Stored entries:
_ _ _ _

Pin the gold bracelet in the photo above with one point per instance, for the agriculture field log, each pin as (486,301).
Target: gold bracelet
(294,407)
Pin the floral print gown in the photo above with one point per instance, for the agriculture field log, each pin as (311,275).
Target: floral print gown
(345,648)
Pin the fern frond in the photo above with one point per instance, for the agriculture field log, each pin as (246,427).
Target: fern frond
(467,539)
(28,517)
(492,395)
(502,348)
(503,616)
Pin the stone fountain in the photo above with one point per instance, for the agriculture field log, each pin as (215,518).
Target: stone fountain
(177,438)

_ _ _ _

_What this task involves_: Where a line above holds the string "field", copy that line.

_Answer section_:
Pin the gold bracelet in the photo above with one point per instance, for the agriculture field log, each pin as (486,301).
Pin the floral print gown in the photo above with one point per instance, for the agriculture field log, each pin as (311,275).
Pin the fern frond in the photo above with one point per instance, for the agriculture field log, each pin as (246,427).
Pin the stone fountain in the photo above with one point per instance, for the agriculture field log, each pin as (215,518).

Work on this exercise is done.